• TASK TO COMPLETE
Rewrite the stretch of the records from the line containing "face</item>. One instance may span several separate parts." through the line containing "M 0 166 L 16" as a JSON list of strings, one string per line, with blank lines omitted.

** START OF SUPPLIED RECORDS **

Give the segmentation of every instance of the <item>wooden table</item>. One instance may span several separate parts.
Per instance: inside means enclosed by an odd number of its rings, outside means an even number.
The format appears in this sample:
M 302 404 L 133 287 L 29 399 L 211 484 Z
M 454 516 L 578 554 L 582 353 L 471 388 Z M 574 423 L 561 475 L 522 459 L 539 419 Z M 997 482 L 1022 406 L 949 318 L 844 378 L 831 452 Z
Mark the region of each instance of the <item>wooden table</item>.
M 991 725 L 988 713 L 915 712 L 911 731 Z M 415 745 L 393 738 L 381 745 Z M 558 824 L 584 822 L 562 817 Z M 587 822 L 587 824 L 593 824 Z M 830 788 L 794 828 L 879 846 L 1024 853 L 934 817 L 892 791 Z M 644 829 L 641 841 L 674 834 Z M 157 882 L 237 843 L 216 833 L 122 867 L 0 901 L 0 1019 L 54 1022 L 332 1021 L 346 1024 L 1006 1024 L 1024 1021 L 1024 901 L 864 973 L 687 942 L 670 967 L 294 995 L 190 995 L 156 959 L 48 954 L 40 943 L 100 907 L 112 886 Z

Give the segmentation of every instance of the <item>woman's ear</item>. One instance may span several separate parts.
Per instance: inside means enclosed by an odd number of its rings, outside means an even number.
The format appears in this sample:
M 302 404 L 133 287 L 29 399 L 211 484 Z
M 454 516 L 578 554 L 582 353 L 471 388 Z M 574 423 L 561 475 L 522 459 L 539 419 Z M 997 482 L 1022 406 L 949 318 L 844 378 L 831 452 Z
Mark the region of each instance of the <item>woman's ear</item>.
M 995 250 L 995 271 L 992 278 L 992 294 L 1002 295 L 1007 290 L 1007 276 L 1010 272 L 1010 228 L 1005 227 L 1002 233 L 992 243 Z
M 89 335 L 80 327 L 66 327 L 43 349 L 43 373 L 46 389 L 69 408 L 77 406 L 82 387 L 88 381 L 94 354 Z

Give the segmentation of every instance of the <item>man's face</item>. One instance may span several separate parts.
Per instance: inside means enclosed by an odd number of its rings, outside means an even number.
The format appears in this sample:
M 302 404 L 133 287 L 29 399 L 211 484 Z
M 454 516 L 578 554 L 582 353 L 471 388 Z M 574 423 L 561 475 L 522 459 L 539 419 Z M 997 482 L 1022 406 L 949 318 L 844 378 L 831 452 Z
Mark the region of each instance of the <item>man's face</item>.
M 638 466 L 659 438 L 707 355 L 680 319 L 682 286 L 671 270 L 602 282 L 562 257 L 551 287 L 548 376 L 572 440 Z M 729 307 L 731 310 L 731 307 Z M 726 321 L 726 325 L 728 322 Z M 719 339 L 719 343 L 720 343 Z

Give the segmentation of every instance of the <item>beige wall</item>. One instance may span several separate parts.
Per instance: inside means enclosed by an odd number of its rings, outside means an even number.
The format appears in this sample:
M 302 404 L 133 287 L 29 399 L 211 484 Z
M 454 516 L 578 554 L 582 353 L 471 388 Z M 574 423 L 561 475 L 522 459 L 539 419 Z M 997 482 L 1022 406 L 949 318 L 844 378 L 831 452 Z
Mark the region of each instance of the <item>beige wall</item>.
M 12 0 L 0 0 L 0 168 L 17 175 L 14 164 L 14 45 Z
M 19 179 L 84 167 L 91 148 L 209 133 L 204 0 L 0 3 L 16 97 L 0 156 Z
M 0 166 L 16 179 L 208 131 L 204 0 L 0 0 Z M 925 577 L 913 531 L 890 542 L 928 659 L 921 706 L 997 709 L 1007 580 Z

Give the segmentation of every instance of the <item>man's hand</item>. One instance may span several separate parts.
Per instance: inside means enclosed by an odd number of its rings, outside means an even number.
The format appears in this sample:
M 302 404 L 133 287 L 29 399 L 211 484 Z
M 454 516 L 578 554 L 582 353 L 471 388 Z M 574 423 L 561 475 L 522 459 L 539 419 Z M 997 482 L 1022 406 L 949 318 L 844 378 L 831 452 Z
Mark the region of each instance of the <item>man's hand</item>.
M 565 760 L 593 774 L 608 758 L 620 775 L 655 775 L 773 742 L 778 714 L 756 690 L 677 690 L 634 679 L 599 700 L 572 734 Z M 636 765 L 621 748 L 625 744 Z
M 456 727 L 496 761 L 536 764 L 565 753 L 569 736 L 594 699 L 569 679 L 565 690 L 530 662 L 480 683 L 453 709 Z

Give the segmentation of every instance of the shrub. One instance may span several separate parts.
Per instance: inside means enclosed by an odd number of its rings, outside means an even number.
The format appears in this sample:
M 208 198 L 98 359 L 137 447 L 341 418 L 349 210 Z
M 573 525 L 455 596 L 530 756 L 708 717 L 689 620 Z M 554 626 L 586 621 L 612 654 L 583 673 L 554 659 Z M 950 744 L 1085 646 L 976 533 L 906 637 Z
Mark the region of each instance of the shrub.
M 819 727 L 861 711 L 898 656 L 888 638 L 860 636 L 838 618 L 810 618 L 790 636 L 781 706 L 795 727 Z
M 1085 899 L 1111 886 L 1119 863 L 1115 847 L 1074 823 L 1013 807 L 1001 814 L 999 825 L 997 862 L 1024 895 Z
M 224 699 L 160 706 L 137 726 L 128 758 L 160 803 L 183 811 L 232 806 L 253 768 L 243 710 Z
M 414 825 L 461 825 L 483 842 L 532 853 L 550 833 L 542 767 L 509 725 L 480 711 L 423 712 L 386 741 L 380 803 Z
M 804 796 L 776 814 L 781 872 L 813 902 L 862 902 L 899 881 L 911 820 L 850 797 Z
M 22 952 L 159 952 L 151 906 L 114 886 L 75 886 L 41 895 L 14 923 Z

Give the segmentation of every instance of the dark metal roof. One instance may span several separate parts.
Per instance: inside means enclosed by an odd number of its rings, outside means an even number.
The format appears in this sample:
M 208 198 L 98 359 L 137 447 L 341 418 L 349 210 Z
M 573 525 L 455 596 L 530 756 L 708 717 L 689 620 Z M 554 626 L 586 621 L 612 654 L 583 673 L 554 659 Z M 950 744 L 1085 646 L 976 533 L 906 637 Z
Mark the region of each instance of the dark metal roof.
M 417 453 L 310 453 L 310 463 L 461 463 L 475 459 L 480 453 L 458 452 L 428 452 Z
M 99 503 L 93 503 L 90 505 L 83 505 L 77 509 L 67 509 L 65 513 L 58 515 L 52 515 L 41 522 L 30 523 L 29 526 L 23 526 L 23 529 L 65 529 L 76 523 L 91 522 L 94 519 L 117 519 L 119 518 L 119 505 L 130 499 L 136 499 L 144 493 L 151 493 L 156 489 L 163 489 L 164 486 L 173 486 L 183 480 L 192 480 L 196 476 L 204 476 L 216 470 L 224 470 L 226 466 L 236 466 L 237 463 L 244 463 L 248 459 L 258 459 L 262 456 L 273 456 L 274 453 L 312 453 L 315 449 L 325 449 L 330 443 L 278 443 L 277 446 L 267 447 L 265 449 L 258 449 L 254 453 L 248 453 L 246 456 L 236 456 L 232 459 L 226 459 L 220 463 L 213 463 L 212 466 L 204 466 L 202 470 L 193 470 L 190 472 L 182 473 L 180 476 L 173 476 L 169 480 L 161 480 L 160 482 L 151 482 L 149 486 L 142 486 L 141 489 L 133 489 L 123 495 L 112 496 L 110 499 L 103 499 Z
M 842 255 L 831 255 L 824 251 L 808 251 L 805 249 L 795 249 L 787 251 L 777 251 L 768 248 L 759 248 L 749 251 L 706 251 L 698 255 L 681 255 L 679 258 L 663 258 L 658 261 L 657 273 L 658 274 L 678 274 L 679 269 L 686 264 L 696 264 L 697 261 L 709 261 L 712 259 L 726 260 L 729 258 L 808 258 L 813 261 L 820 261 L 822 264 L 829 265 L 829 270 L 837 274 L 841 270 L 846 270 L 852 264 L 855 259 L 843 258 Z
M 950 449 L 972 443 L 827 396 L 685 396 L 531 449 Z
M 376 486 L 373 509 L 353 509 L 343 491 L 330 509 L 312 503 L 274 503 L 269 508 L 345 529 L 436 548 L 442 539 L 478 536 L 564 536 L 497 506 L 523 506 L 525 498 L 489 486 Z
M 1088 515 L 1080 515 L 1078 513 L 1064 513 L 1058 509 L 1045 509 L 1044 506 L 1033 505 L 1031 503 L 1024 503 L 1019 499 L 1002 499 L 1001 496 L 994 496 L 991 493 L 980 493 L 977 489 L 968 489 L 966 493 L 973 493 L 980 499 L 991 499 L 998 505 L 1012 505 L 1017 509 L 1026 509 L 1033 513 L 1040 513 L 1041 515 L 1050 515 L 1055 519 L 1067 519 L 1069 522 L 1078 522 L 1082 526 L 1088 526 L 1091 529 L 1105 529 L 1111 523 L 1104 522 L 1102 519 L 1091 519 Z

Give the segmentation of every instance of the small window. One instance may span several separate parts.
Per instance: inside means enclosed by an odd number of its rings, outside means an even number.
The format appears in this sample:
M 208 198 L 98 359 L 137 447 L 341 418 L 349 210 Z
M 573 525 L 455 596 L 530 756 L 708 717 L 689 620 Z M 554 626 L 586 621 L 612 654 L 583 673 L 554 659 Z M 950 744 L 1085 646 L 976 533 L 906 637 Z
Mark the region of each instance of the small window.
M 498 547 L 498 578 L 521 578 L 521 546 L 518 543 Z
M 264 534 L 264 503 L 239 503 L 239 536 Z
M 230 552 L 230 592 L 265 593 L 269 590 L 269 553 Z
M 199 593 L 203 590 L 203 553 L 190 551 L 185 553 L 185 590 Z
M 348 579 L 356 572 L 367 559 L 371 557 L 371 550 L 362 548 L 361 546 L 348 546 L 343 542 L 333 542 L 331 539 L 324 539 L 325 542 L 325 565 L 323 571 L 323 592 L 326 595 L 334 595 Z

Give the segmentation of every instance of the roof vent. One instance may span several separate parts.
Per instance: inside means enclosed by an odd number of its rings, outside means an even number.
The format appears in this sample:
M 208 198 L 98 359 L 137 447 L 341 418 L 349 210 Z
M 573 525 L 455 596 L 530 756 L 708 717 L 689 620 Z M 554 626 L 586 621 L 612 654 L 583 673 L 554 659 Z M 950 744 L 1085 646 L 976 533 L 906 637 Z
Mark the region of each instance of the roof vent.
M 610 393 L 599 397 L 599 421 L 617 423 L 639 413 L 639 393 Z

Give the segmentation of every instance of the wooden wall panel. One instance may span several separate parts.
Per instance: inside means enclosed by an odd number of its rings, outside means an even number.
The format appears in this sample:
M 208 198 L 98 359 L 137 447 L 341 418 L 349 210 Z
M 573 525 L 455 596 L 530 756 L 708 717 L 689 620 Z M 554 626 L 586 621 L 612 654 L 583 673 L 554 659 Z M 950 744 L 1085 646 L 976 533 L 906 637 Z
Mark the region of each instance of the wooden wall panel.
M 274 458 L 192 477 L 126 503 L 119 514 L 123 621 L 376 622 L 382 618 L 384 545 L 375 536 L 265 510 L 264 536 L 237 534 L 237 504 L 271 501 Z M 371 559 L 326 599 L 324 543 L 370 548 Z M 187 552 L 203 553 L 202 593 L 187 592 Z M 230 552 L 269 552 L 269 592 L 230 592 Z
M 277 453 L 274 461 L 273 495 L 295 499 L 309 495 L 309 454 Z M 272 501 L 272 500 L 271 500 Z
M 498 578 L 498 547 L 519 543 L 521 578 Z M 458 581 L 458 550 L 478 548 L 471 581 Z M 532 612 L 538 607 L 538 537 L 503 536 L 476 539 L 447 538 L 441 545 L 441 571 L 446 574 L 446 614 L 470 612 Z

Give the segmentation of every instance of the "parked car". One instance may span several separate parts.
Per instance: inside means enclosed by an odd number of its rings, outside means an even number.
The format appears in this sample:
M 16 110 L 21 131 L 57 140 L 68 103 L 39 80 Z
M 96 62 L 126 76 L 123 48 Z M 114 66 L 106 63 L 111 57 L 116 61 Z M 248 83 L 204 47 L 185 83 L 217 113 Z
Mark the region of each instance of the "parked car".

** END OF SUPPLIED RECORDS **

• ANSWER TO THIS PROBLEM
[
  "Give the segmentation of every instance of the <item>man's face</item>. One instance may span several separate parts.",
  "Per instance: inside means enclosed by an odd number of its rings, outside means an even number.",
  "The format appears in this sample:",
  "M 302 404 L 133 287 L 29 399 L 211 484 Z",
  "M 454 516 L 578 554 L 582 353 L 471 388 Z M 574 423 L 561 475 L 522 459 L 539 419 Z M 997 482 L 1022 406 L 949 318 L 844 378 L 831 452 Z",
  "Mark the region of each instance of the <item>man's face</item>.",
  "M 638 466 L 659 438 L 707 355 L 680 319 L 682 286 L 671 270 L 602 282 L 562 257 L 551 287 L 548 376 L 572 440 Z M 729 307 L 731 310 L 731 307 Z M 726 321 L 726 325 L 728 322 Z M 719 339 L 719 343 L 720 343 Z",
  "Give the segmentation of every instance of the <item>beige wall</item>. One instance may span several separate parts.",
  "Per instance: inside means enclosed by an odd number of its rings, outside means an even number.",
  "The format appears in this sample:",
  "M 302 404 L 133 287 L 29 399 L 211 484 Z",
  "M 454 516 L 578 554 L 582 353 L 471 388 Z M 574 423 L 561 475 L 522 459 L 539 419 Z M 997 482 L 1022 406 L 949 318 L 844 378 L 831 452 Z",
  "Mark the region of each instance of the <item>beige wall</item>.",
  "M 12 0 L 0 0 L 0 168 L 17 175 L 14 164 L 14 45 Z",
  "M 19 179 L 84 167 L 91 148 L 209 133 L 204 0 L 0 3 L 16 97 L 0 156 Z",
  "M 0 166 L 16 179 L 208 131 L 204 0 L 0 0 Z M 925 577 L 913 531 L 890 542 L 928 659 L 921 706 L 997 709 L 1007 580 Z"
]